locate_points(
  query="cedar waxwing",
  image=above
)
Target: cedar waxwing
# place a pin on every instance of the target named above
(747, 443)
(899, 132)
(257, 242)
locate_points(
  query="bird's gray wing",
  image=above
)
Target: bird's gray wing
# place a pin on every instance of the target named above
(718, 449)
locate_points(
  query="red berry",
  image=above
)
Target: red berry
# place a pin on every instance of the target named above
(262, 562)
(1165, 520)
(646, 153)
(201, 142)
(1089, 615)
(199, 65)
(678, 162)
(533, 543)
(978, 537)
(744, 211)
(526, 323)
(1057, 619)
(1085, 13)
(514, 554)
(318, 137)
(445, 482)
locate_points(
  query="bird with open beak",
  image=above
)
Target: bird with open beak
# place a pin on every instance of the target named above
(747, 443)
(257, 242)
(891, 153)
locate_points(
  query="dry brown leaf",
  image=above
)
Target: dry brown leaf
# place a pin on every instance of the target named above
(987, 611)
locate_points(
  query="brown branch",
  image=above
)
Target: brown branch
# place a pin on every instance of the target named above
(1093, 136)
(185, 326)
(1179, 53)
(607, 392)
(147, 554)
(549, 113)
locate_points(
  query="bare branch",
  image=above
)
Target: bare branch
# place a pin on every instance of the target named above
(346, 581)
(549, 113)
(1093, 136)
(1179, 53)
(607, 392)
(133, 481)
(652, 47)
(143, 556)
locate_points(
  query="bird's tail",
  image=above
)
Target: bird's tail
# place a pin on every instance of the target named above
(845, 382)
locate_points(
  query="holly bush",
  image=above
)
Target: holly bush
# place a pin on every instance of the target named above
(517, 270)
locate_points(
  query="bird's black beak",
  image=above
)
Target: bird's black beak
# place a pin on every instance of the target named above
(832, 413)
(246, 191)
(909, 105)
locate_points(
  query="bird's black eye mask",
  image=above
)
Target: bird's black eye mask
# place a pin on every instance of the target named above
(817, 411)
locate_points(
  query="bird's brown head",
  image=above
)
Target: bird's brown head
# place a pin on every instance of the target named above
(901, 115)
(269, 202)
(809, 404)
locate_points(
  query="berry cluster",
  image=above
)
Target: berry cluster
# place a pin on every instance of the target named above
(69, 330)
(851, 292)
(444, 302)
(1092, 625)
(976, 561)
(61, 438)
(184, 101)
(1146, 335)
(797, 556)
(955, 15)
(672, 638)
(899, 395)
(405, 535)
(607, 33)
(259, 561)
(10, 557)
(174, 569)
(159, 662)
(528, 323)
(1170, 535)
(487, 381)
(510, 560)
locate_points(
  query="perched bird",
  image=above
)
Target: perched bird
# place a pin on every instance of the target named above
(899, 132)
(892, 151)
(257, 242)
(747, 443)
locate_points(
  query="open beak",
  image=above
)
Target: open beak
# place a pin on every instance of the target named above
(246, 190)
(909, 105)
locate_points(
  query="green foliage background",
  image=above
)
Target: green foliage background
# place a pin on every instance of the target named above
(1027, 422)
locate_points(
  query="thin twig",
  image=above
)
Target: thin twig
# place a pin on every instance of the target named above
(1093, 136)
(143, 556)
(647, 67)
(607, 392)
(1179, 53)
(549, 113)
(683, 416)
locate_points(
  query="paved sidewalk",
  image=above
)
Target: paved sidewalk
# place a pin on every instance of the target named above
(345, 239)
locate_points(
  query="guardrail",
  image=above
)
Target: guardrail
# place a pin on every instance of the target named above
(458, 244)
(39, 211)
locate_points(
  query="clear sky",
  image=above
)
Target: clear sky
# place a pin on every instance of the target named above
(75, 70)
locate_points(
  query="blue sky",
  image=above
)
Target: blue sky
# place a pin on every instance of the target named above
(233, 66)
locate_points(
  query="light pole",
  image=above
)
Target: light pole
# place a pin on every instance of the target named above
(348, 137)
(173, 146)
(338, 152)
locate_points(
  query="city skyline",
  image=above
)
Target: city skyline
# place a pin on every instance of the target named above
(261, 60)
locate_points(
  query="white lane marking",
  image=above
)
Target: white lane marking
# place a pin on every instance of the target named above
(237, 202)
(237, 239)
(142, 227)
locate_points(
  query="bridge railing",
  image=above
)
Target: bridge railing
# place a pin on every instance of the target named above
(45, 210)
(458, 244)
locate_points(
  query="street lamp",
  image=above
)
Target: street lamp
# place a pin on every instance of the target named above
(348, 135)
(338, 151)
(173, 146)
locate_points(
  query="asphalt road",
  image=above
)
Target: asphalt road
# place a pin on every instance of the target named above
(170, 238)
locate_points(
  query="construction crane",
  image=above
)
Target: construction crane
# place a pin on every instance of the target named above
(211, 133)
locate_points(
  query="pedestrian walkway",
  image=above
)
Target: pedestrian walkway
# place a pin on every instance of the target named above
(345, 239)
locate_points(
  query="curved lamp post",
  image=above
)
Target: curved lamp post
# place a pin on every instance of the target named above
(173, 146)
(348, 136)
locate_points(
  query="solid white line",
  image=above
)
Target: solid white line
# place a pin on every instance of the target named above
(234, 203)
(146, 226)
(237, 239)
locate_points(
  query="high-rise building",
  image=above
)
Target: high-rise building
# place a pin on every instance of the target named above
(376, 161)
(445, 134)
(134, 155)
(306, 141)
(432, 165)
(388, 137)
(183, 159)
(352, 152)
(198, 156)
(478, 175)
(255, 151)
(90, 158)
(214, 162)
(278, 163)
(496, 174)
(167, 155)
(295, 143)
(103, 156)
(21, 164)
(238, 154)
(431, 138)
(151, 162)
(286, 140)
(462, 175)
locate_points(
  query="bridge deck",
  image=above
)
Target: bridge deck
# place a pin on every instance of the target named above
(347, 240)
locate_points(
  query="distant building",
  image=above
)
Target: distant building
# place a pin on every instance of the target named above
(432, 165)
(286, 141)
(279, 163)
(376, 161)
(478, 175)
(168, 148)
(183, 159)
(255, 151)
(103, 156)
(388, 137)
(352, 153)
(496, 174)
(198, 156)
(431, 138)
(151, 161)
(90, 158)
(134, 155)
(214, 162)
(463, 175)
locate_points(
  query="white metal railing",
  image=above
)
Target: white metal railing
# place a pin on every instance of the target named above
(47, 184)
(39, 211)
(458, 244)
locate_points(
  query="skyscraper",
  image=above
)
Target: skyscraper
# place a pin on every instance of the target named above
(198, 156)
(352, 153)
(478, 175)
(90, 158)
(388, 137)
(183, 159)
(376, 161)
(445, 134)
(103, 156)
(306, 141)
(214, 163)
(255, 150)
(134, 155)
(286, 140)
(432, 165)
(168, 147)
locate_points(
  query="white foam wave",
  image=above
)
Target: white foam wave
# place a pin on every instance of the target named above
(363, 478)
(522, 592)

··········

# WHAT TO PRODUCE
Every record should be retyped so that it matches the original exactly.

# WRITTEN SOLUTION
locate_points(
  query="cedar waxwing",
  image=above
)
Target: cedar waxwing
# place a pin on every instance of the target named above
(747, 443)
(899, 132)
(257, 242)
locate_points(
  query="bird's gray wing",
  image=above
)
Target: bird's gray wing
# place a pin on every instance of the target named above
(718, 449)
locate_points(
  query="red berry",
  image=above
)
Target: red berry
# place a pin on every instance of the target named above
(262, 562)
(1165, 520)
(646, 153)
(201, 142)
(1089, 615)
(199, 65)
(678, 162)
(533, 543)
(978, 537)
(744, 211)
(526, 323)
(1057, 619)
(1085, 13)
(514, 554)
(318, 137)
(445, 482)
locate_points(
  query="bird with open beak",
  image=above
)
Target: bird with open beak
# place a pin on every instance of the target named above
(747, 443)
(257, 242)
(891, 153)
locate_points(
  query="dry brown leaf",
  image=above
)
Target: dry brown leaf
# place a pin on every instance of the target named above
(987, 611)
locate_points(
  query="brown branch",
  image=above
)
Target: brown branch
# place a pin on every instance of the target named above
(1093, 136)
(185, 326)
(1179, 53)
(607, 392)
(147, 554)
(549, 113)
locate_points(
  query="bare branch",
  image=above
)
Target: bare branch
# place a pin on every instance of the target named above
(346, 581)
(549, 113)
(1093, 136)
(1179, 53)
(607, 392)
(133, 481)
(652, 47)
(143, 556)
locate_points(
  query="bird's tail",
  image=above
)
Target: bird's tail
# place a pin on every instance of the target named above
(845, 382)
locate_points(
  query="holly bush",
  image=above
)
Target: holly bush
# place a pin on every instance of the target named above
(517, 270)
locate_points(
  query="bird's black beak",
  image=above
)
Target: bird's black beak
# place a pin on every instance of the target named above
(832, 413)
(246, 191)
(909, 105)
locate_points(
  query="bird's black eye mask",
  image=above
)
Target: bird's black eye mask
# place a pin on every instance of the target named above
(817, 411)
locate_points(
  query="bird's brown head",
  image=above
)
Target: bird's brown head
# place a pin on every instance of the target named above
(901, 115)
(269, 202)
(809, 404)
locate_points(
  query="berry cluster",
  image=above
)
Target: berry cluster
# place a pin on every instance of the target named above
(69, 330)
(851, 292)
(444, 302)
(1092, 625)
(976, 561)
(61, 438)
(184, 101)
(1146, 335)
(797, 556)
(955, 15)
(672, 638)
(899, 395)
(405, 535)
(607, 33)
(259, 561)
(10, 557)
(174, 569)
(159, 662)
(528, 323)
(1170, 535)
(487, 381)
(510, 560)
locate_points(
  query="perched bird",
  image=above
)
Target: perched bird
# place a pin on every instance of the target named above
(899, 132)
(892, 151)
(257, 242)
(747, 443)
locate_points(
  query="open beak",
  image=above
)
Target: open beak
# place a pin on every instance of the target named above
(246, 190)
(909, 105)
locate_points(
  query="green foliage background",
  image=above
)
Target: green foliage background
# place a pin on every instance of the target named above
(1027, 422)
locate_points(
  query="thin twig",
  image=above
)
Target: thin twig
# place a pin on every instance of the target named above
(1093, 136)
(143, 556)
(647, 67)
(607, 392)
(1179, 53)
(549, 113)
(683, 416)
locate_points(
  query="paved sidewalk",
  image=above
)
Target: paved sidewalk
# place a pin on every instance of the target named above
(345, 239)
locate_points(
  query="guardrail",
  image=above
)
Target: guardrail
# place a pin on every instance of the target named above
(458, 244)
(39, 211)
locate_points(
  query="clear sky",
  image=above
)
Target: clear sky
# place a pin on every instance of the target named above
(75, 70)
locate_points(
  query="blue sky",
  image=above
)
Target: blue sky
# place a pin on every instance of the target named above
(233, 66)
locate_points(
  query="light pole",
  image=above
)
Target: light pole
# place a pin on every instance of the target named above
(348, 137)
(173, 146)
(338, 152)
locate_points(
  query="city skyline",
  image=above
)
Target: city skyline
# place a pin on every instance of the target named above
(261, 60)
locate_points(
  query="white lane marking",
  image=above
)
Target: white lane marking
# place a pin on every instance of the target named above
(237, 202)
(237, 239)
(142, 227)
locate_points(
  query="bridge railing",
  image=above
)
Target: bridge railing
# place a pin on every instance of the target named above
(45, 210)
(458, 244)
locate_points(
  query="street lamp",
  image=above
)
Target: street lamp
# place a pin on every instance of the target named above
(348, 135)
(338, 151)
(173, 146)
locate_points(
  query="asphalt road",
  image=above
)
Target: asphalt road
# place a pin on every instance of the target named above
(170, 238)
locate_points(
  query="construction crane",
  image=above
)
Target: construction crane
# place a pin on every instance of the target named above
(211, 133)
locate_points(
  query="pedestrian walkway",
  image=above
)
Target: pedestrian walkway
# place a pin on every instance of the target named above
(345, 239)
locate_points(
  query="curved lamp post",
  image=above
)
Target: curved lamp post
# place a pin on every instance of the target named above
(173, 146)
(348, 136)
locate_points(
  query="solid white line",
  image=above
)
Target: solid white line
# place a pin on every instance of the target named above
(234, 203)
(146, 226)
(237, 239)
locate_points(
  query="high-rise building",
  image=above
)
Target: high-rise building
# place a pin on every instance of the target named above
(376, 161)
(445, 134)
(134, 155)
(306, 141)
(432, 165)
(388, 137)
(183, 159)
(352, 152)
(198, 156)
(478, 175)
(255, 151)
(90, 158)
(214, 162)
(278, 163)
(496, 174)
(167, 155)
(295, 143)
(103, 156)
(21, 164)
(238, 154)
(431, 138)
(151, 162)
(286, 140)
(462, 175)
locate_points(
  query="bridge deck",
  image=above
)
Target: bridge deck
# place a pin on every instance of the target named above
(347, 240)
locate_points(
  query="distant building",
  image=above
)
Target: distant building
# place a pin on every instance of the target named above
(432, 165)
(286, 141)
(279, 163)
(376, 161)
(478, 175)
(168, 148)
(183, 159)
(255, 151)
(103, 156)
(388, 137)
(352, 153)
(496, 174)
(198, 156)
(431, 138)
(151, 161)
(90, 158)
(134, 155)
(214, 162)
(463, 175)
locate_points(
  query="white metal railing",
  image=above
)
Target: white metal railing
# place a pin on every instance of the target named above
(47, 184)
(39, 211)
(458, 244)
locate_points(
  query="skyscraper",
  image=above
)
Target: skyscraper
# place a pin on every instance of the target named above
(198, 156)
(352, 153)
(478, 175)
(90, 158)
(388, 137)
(183, 159)
(376, 161)
(445, 134)
(103, 156)
(306, 141)
(214, 163)
(255, 150)
(134, 155)
(286, 140)
(432, 165)
(168, 147)
locate_points(
  query="white foam wave",
  image=above
)
Target: white foam wave
# place a pin on every instance of the target named above
(363, 478)
(522, 592)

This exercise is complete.